What you should do ::
The entries are to be returned exactly, with images left out.

Rows ::
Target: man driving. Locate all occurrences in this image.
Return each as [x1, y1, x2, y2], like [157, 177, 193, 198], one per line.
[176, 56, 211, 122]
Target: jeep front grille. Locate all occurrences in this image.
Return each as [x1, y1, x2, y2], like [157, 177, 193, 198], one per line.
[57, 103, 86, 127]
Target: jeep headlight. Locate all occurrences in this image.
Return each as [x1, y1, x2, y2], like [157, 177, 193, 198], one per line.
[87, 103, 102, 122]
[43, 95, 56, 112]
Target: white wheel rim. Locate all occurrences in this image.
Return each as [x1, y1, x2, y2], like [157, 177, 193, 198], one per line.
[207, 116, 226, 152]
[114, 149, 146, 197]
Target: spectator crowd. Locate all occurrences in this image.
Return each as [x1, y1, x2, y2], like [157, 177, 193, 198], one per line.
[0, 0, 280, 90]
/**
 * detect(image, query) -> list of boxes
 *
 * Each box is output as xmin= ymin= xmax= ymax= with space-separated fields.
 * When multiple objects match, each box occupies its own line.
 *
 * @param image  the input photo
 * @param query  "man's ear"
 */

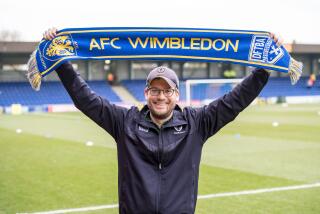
xmin=144 ymin=88 xmax=148 ymax=100
xmin=176 ymin=90 xmax=180 ymax=102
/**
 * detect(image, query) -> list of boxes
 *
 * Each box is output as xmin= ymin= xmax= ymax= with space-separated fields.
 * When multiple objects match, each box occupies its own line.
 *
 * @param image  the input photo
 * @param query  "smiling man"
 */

Answer to this exercise ::
Target: man driving. Locate all occurrences in this image.
Return each as [x1, y1, x2, y2], like [157, 177, 193, 198], one per line.
[176, 56, 211, 122]
Target: jeep front grille. Locate all occurrences in this image.
Return each as [x1, y1, x2, y2], like [157, 177, 193, 198], one per line.
[57, 103, 86, 127]
Target: jeep headlight. Locate all occurrences in this image.
Return each as [x1, y1, x2, y2], like [157, 177, 193, 198], one per line.
[87, 103, 102, 122]
[43, 95, 56, 112]
Target: white wheel rim. Locate all occurrences in this image.
Return each as [x1, y1, x2, y2], like [157, 177, 193, 198], one per line.
[207, 116, 226, 152]
[114, 149, 146, 197]
Target: spectator crowd. Locate all occurrences in this image.
Return each as [x1, y1, x2, y2], like [157, 177, 193, 198], one per line.
[0, 0, 280, 90]
/**
 * detect(image, query) -> list of boxes
 *
 * Each box is output as xmin= ymin= xmax= ymax= with space-separated fields.
 * When multiple objects match, each box occupies its own line.
 *
 * @param image  the input photo
 * @param query  "man's ear"
 */

xmin=144 ymin=88 xmax=148 ymax=100
xmin=176 ymin=90 xmax=180 ymax=102
/**
 * detect(image, query) -> list of boxes
 *
 * Each box is output as xmin= ymin= xmax= ymax= with space-separated fields.
 * When multiple objects match, each box occupies its own line.
 *
 * @param image  the input photo
 * @param query  "smiling man"
 */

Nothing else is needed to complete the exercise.